* [PROBLEM A] Please reproduce the source text between "After the vote, stock-market" and "losses on Tuesday.", inclusive, changing "panic" to "frenzy".
* [PROBLEM B] Render this sentence from the source text in Spanish: "Both markets are adding to those losses on Tuesday."

The U.S. House of Representatives voted the program down on Sept. 29, 2008, fearing the voter backlash that they believed a bank bailout would trigger.
After the vote, stock-market declines quickly accelerated, sparking a panic that changed legislators’ minds. On Sept. 29, the Dow Jones Industrial Average fell 777.68 points to 10,365.45, a 7% drop. Four days later, on Oct. 3, TARP passed both houses of Congress and was signed into law by President Bush.
Eurozone markets, which had retained their buoyancy in recent weeks, fell on Monday, with German and French shares suffering their worst losses since Nov. 1, 2011. Both markets are adding to those losses on Tuesday.
“The leaders of other European countries do NOT want to be seen throwing money after Greek pensioners,” said Doug Borthwick, head of foreign exchange at Chapdelaine & Co. “However a healthy market correction would give them leeway to give Greece all that it wants.”

* [INFORMATION SUPPLIED]
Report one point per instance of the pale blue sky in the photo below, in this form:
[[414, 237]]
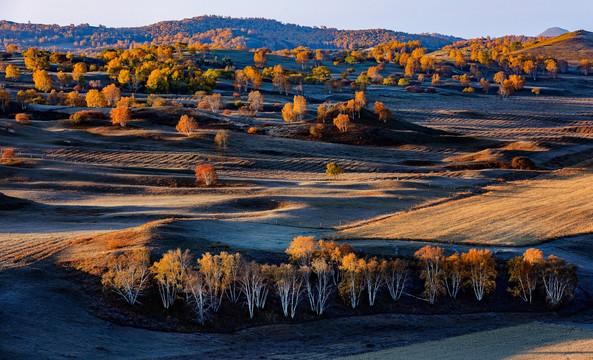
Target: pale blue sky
[[464, 18]]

* [EXERCISE OUTPUT A]
After the vote, stock-market declines quickly accelerated, sparking a frenzy that changed legislators’ minds. On Sept. 29, the Dow Jones Industrial Average fell 777.68 points to 10,365.45, a 7% drop. Four days later, on Oct. 3, TARP passed both houses of Congress and was signed into law by President Bush.
Eurozone markets, which had retained their buoyancy in recent weeks, fell on Monday, with German and French shares suffering their worst losses since Nov. 1, 2011. Both markets are adding to those losses on Tuesday.

* [EXERCISE OUTPUT B] Ambos mercados están ampliando esas pérdidas el martes.